[作業内容]
1. SCATRの記事から、「SCATR:単純な校正付きテスト時ランキング」から「推論の高コストを回避します。」までを両端も含めてそのまま引用せよ。
2. SCATRの記事によると、同じ校正データでのLoRA微調整と比べて、SCATRは学習可能パラメータを最大でどこまで抑えるか。

[本文]
========
SCATR:単純な校正付きテスト時ランキング

arXiv cs.LG / 2026/4/21

📰 ニュースSignals & Early TrendsIdeas & Deep AnalysisModels & Research

要点

  • SCATRは、ベスト・オブ・N(BoN)によるテスト時ランキング手法で、トークンの対数尤度に基づく信頼度ヒューリスティックだけに頼らず、効率的なスコアラーを学習することでテスト時スケーリングを改善します。
  • 小規模な校正データとベースモデルの隠れ表現を用いて軽量スコアラーを学習し、プロセス報酬モデル(PRM)のような学習・推論の高コストを回避します。
  • コーディングおよび数学的推論ベンチマークで、SCATRは既存の信頼度ベースのベースラインに比べて最大9%改善します。
  • 同じ校正データでのLoRA微調整と比べて、SCATRは精度が同等でありつつ、学習可能パラメータを最大8000分の1に抑え、学習と推論のレイテンシをそれぞれ最大150分の1、1000分の1まで削減します。
  • SCATRは強力なPRMベースラインとも競合し、設定によっては数学で最大7.8%、コーディングで最大4.2%の精度向上に加えて、推論を最大1000倍高速化できます。
========
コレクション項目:
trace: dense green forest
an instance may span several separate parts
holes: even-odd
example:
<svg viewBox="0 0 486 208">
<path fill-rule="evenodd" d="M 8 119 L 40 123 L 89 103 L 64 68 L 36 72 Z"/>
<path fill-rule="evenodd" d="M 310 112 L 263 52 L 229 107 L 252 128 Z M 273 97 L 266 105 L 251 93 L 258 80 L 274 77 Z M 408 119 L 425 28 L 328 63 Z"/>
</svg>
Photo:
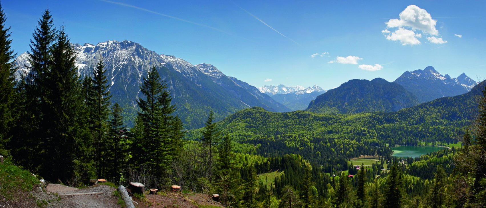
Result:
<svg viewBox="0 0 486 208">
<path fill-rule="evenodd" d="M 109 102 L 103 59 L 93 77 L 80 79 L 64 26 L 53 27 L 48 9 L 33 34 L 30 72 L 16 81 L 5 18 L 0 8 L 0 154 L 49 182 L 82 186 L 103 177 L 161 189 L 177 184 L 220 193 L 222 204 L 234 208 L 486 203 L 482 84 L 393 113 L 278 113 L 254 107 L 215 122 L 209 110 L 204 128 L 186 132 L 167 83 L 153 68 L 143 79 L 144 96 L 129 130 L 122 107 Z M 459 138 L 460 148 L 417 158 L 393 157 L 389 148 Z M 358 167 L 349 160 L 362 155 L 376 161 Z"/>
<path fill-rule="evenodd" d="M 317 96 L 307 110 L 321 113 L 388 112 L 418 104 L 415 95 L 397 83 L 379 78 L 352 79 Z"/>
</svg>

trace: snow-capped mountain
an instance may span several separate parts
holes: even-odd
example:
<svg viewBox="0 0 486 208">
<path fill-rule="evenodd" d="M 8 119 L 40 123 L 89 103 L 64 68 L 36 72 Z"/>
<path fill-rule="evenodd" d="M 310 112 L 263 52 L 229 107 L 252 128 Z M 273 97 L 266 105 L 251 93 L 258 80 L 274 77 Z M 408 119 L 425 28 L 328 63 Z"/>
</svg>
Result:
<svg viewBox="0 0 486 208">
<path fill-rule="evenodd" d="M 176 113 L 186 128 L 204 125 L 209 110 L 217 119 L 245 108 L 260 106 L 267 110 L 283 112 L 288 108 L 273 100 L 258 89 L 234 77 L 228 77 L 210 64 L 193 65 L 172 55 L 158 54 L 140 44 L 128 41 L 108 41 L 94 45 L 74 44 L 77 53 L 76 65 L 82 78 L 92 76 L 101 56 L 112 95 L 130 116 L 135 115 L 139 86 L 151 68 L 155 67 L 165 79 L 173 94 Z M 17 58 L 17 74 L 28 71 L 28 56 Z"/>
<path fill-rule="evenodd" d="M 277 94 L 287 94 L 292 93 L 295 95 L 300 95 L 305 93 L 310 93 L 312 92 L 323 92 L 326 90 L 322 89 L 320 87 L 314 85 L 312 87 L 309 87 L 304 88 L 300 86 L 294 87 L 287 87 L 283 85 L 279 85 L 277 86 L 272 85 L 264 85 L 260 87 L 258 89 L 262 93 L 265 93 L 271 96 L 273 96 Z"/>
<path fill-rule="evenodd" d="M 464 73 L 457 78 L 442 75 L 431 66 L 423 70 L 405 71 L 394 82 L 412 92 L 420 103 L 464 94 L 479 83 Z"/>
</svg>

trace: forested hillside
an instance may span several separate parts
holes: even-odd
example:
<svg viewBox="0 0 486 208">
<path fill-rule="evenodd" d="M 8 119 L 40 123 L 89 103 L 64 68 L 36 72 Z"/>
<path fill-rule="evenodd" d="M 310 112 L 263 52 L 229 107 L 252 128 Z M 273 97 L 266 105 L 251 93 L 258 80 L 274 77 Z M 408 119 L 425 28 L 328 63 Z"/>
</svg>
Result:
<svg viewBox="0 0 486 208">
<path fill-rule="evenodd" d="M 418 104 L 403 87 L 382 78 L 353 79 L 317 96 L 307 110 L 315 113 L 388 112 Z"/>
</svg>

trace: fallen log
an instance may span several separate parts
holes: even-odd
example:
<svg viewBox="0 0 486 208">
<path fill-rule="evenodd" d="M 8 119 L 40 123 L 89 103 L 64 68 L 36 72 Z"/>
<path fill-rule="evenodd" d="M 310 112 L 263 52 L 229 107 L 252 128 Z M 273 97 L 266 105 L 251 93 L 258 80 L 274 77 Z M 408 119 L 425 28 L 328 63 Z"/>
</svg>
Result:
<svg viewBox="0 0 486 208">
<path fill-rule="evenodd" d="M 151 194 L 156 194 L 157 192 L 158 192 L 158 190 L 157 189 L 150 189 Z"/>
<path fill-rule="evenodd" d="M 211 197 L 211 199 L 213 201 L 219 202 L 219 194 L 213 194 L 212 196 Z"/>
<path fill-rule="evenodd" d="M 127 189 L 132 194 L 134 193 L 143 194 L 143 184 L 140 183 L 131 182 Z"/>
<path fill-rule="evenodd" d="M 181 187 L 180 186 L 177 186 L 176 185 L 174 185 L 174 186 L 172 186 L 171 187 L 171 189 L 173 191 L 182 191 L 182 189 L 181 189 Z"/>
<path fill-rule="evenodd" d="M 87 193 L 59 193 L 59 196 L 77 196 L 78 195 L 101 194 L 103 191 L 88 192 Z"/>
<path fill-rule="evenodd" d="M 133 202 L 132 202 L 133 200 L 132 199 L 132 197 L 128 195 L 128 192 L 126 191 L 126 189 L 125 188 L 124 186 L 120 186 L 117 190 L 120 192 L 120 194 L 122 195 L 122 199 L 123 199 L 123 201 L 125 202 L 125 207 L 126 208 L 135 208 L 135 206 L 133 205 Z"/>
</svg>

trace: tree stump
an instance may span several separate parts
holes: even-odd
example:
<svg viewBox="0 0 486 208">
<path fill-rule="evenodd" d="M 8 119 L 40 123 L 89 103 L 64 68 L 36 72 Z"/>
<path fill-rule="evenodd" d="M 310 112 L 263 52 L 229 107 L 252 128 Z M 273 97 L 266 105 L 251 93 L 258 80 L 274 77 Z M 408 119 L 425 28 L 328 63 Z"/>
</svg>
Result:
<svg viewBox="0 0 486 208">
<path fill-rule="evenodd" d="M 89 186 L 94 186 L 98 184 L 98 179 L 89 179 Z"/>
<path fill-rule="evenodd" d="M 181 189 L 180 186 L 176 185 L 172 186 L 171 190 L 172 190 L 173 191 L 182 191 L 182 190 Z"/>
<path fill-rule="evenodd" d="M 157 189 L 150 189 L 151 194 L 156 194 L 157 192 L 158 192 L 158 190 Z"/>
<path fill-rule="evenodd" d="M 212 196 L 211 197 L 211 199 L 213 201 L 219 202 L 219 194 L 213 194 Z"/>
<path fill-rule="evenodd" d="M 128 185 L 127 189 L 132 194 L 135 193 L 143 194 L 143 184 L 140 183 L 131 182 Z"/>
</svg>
========
[回答]
1.
SCATR:単純な校正付きテスト時ランキング

arXiv cs.LG / 2026/4/21

📰 ニュースSignals & Early TrendsIdeas & Deep AnalysisModels & Research

要点

  • SCATRは、ベスト・オブ・N(BoN)によるテスト時ランキング手法で、トークンの対数尤度に基づく信頼度ヒューリスティックだけに頼らず、効率的なスコアラーを学習することでテスト時スケーリングを改善します。
  • 小規模な校正データとベースモデルの隠れ表現を用いて軽量スコアラーを学習し、プロセス報酬モデル(PRM)のような学習・推論の高コストを回避します。

2. 最大8000分の1に抑える。